What the exercise asks: Convert the data below into a JSON list of strings, one string per line, covering everything from the line containing "Indicate the stucco" down to the line containing "pixel 943 79", both included. Leave out blank lines.

Entries from a point annotation set
* * * * * * *

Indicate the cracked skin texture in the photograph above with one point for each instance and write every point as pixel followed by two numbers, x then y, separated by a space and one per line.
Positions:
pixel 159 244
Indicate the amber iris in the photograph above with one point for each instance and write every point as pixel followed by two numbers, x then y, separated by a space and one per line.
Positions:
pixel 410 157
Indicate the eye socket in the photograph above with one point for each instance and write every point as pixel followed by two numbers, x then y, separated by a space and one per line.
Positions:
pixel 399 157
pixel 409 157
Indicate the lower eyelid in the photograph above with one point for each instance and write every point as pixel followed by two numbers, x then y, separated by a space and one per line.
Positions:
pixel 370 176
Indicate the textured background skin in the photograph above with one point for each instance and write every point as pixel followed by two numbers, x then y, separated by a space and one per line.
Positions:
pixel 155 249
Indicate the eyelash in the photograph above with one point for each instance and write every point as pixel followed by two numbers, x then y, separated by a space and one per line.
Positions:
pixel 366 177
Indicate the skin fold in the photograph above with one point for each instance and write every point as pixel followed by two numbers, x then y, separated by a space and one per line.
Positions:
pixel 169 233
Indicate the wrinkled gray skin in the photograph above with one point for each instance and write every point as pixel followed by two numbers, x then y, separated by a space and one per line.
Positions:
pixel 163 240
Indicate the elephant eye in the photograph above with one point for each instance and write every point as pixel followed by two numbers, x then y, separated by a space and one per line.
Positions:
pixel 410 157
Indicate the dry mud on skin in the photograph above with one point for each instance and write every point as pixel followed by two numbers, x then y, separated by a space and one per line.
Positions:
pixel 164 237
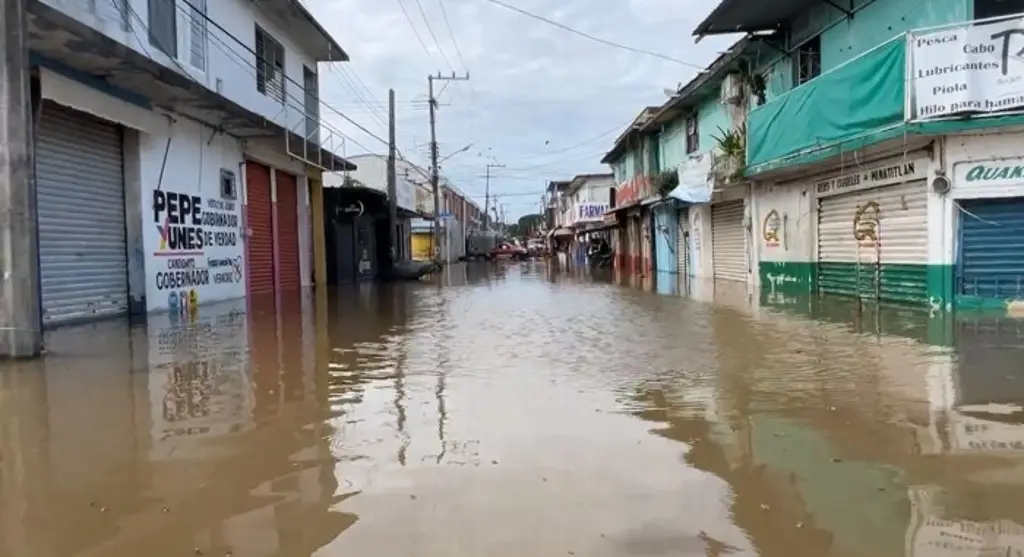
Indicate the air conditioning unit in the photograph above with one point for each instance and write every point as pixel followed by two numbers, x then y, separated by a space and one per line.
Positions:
pixel 732 90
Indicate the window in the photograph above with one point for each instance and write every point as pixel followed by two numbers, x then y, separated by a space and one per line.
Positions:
pixel 692 136
pixel 197 29
pixel 994 8
pixel 181 34
pixel 163 25
pixel 655 153
pixel 269 66
pixel 807 60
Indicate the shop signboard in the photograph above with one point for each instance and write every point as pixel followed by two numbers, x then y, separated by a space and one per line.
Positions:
pixel 194 249
pixel 968 69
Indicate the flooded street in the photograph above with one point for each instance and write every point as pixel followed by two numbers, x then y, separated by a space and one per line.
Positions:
pixel 517 412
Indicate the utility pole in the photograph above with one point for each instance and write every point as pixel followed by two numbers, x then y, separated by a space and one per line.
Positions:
pixel 20 334
pixel 486 195
pixel 434 239
pixel 392 179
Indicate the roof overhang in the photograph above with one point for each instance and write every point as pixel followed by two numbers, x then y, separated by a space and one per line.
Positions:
pixel 303 29
pixel 752 15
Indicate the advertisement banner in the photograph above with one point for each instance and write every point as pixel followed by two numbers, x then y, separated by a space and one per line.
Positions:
pixel 590 212
pixel 968 69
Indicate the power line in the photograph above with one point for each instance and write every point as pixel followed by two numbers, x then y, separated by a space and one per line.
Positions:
pixel 432 36
pixel 606 42
pixel 415 31
pixel 455 43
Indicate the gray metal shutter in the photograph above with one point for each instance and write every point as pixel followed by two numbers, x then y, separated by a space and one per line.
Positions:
pixel 682 246
pixel 80 191
pixel 728 241
pixel 894 267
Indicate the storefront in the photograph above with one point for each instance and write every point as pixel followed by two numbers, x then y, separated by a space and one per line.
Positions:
pixel 989 224
pixel 666 237
pixel 259 222
pixel 81 210
pixel 683 242
pixel 728 240
pixel 872 231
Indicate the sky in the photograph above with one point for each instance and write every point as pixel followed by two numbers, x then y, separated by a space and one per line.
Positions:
pixel 541 100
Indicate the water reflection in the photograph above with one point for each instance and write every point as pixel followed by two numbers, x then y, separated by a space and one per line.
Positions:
pixel 512 410
pixel 173 438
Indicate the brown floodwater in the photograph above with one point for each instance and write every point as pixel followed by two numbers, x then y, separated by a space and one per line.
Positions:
pixel 516 411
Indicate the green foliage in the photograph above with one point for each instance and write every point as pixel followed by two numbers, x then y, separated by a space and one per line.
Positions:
pixel 731 142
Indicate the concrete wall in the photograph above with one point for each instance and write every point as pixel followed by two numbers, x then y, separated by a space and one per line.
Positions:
pixel 844 38
pixel 230 67
pixel 666 232
pixel 700 256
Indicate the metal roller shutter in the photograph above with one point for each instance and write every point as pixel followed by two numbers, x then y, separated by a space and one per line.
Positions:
pixel 889 262
pixel 81 204
pixel 259 245
pixel 991 249
pixel 289 269
pixel 682 246
pixel 728 241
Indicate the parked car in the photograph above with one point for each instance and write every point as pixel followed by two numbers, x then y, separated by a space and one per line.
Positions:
pixel 537 247
pixel 507 250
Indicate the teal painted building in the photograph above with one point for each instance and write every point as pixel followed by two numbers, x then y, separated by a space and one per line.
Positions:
pixel 859 188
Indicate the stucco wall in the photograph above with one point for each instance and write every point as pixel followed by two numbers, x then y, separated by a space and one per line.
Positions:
pixel 181 197
pixel 844 38
pixel 230 67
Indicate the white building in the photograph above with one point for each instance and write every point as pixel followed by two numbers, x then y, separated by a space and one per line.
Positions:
pixel 175 142
pixel 586 200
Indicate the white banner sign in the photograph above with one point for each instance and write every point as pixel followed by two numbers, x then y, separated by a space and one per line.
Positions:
pixel 968 69
pixel 591 211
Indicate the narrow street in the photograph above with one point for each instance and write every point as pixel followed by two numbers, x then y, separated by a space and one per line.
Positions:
pixel 513 412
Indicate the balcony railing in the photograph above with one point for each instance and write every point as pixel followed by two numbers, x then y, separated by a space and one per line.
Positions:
pixel 943 79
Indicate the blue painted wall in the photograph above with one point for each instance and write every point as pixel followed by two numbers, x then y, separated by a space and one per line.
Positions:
pixel 665 233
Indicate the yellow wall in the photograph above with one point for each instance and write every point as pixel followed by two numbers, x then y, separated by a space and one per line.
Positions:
pixel 316 212
pixel 421 246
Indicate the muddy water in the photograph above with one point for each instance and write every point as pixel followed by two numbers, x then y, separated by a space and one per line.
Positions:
pixel 516 411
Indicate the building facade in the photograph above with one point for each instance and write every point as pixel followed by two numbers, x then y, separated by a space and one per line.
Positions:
pixel 833 151
pixel 177 151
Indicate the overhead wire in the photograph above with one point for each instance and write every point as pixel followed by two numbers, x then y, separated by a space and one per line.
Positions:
pixel 455 43
pixel 416 32
pixel 590 37
pixel 430 30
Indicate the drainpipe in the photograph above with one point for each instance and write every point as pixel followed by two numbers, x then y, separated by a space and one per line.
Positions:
pixel 20 314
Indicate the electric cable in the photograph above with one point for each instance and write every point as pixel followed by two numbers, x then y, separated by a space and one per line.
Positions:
pixel 430 30
pixel 588 36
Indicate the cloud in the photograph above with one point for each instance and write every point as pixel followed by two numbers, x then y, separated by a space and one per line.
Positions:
pixel 539 97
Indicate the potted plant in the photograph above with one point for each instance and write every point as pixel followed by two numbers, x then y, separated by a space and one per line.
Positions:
pixel 728 162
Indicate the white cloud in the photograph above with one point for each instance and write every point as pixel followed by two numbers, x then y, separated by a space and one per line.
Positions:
pixel 535 89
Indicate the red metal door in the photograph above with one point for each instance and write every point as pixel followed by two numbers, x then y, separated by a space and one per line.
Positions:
pixel 288 232
pixel 259 246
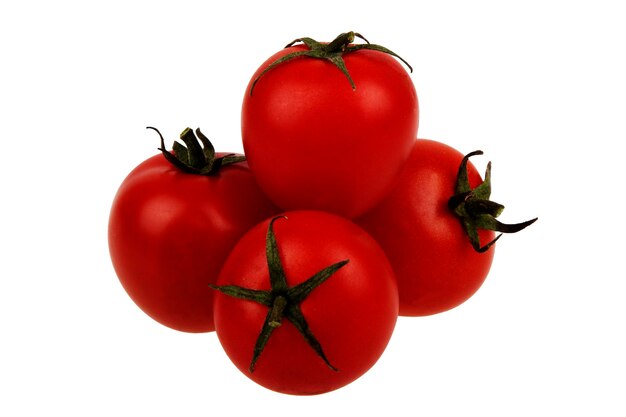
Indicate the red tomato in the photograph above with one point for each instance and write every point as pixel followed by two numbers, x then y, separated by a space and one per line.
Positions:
pixel 435 264
pixel 314 142
pixel 170 231
pixel 348 317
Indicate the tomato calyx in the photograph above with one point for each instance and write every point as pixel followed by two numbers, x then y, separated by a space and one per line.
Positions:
pixel 198 156
pixel 476 211
pixel 282 301
pixel 332 52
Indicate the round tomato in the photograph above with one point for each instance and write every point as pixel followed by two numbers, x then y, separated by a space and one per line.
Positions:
pixel 170 231
pixel 317 137
pixel 440 259
pixel 307 303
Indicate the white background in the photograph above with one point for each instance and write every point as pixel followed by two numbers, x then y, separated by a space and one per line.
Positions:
pixel 538 85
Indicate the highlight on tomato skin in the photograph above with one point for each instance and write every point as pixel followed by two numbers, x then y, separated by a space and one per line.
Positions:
pixel 170 230
pixel 349 317
pixel 315 142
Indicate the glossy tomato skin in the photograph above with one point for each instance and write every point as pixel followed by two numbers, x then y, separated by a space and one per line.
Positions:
pixel 170 231
pixel 352 314
pixel 315 143
pixel 436 266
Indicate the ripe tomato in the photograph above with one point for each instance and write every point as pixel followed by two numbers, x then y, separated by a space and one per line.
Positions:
pixel 436 264
pixel 323 334
pixel 314 142
pixel 170 231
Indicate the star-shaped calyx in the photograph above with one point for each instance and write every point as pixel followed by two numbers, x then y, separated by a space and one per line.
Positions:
pixel 476 211
pixel 282 301
pixel 332 52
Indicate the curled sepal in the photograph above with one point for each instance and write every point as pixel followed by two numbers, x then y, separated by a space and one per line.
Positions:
pixel 197 155
pixel 283 302
pixel 333 52
pixel 476 211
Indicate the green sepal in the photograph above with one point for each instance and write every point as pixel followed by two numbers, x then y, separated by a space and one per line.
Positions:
pixel 476 211
pixel 283 301
pixel 197 155
pixel 332 52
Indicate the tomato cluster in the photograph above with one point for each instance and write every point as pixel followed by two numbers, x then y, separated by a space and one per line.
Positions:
pixel 302 254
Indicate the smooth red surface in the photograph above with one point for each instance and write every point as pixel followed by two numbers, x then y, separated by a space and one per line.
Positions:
pixel 315 143
pixel 169 233
pixel 435 265
pixel 352 314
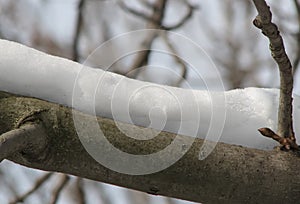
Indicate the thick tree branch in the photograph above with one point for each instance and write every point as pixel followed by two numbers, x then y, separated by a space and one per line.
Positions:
pixel 264 22
pixel 230 174
pixel 27 138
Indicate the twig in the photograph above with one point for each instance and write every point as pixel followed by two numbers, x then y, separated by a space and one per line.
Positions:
pixel 136 13
pixel 80 192
pixel 31 136
pixel 263 21
pixel 35 187
pixel 287 143
pixel 178 59
pixel 188 15
pixel 297 59
pixel 155 22
pixel 79 23
pixel 57 191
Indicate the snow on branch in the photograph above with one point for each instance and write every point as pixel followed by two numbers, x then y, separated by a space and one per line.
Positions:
pixel 28 72
pixel 263 21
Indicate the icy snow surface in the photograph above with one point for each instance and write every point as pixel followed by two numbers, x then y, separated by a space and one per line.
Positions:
pixel 29 72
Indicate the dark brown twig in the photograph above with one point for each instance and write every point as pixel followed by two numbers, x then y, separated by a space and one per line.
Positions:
pixel 263 21
pixel 57 191
pixel 177 58
pixel 287 143
pixel 297 59
pixel 155 22
pixel 188 15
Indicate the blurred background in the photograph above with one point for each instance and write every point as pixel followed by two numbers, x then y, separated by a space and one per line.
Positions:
pixel 202 44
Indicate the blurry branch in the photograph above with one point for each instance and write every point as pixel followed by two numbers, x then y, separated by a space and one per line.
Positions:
pixel 156 22
pixel 188 15
pixel 35 187
pixel 169 200
pixel 263 21
pixel 104 196
pixel 22 139
pixel 57 191
pixel 177 58
pixel 80 195
pixel 78 27
pixel 297 59
pixel 136 197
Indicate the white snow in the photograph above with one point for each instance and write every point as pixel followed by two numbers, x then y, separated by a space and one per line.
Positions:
pixel 235 114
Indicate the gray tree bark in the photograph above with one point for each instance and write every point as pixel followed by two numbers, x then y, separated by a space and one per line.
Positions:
pixel 230 174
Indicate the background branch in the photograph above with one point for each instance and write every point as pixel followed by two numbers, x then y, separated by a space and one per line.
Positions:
pixel 264 22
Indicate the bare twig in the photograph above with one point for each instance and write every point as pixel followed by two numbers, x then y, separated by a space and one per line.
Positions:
pixel 137 13
pixel 35 187
pixel 287 143
pixel 155 22
pixel 188 15
pixel 264 22
pixel 57 191
pixel 31 136
pixel 79 23
pixel 177 58
pixel 297 59
pixel 80 192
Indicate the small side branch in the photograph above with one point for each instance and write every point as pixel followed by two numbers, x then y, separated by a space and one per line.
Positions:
pixel 28 136
pixel 57 191
pixel 78 27
pixel 263 21
pixel 287 143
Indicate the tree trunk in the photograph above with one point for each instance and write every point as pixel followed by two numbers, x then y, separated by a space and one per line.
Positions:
pixel 230 174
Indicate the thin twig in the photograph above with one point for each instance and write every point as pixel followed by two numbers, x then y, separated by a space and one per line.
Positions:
pixel 156 23
pixel 188 15
pixel 264 22
pixel 287 143
pixel 31 136
pixel 35 187
pixel 80 192
pixel 79 23
pixel 57 191
pixel 177 58
pixel 297 59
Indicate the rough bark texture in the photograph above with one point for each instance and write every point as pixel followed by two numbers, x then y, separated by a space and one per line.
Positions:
pixel 231 174
pixel 264 22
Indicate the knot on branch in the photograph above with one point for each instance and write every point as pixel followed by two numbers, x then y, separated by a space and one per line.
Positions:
pixel 287 144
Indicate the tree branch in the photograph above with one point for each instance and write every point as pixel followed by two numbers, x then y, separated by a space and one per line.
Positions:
pixel 26 139
pixel 231 173
pixel 264 22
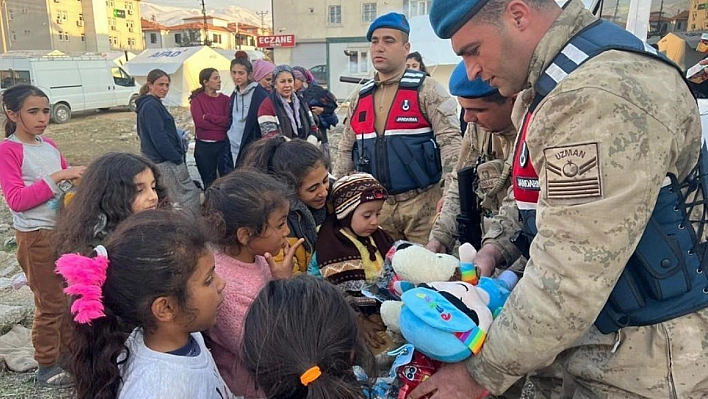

* * * * * * *

Final result:
[
  "Indicate the stucco wall in the photograph above with one point for each instance and write every point as pixel followed by two numbers, x then y, separated by a space and one per line.",
  "Positions:",
  "pixel 181 197",
  "pixel 844 38",
  "pixel 230 67",
  "Indicate the white building in the photograph above with one point for each instance and write every point as pixel followed by two numbers, x then y, separated by a space and one per line.",
  "Positions:",
  "pixel 175 142",
  "pixel 586 200",
  "Indicate the white banner sign in the photograph above with one point for each instance and write every point as pixel followed by two numbers, x then y, separated by a space and one per line.",
  "Positions:",
  "pixel 968 69",
  "pixel 591 211",
  "Indicate the narrow street in the photograph above with one point for each instance and write every point as pixel followed by two numbers, x then y, separated by a space and one per line.",
  "Positions:",
  "pixel 513 412",
  "Indicate the balcony railing in the photograph above with one point for each instance and write every point as pixel followed by two numbers, x then y, separated by a space and one per line.",
  "Positions:",
  "pixel 943 79"
]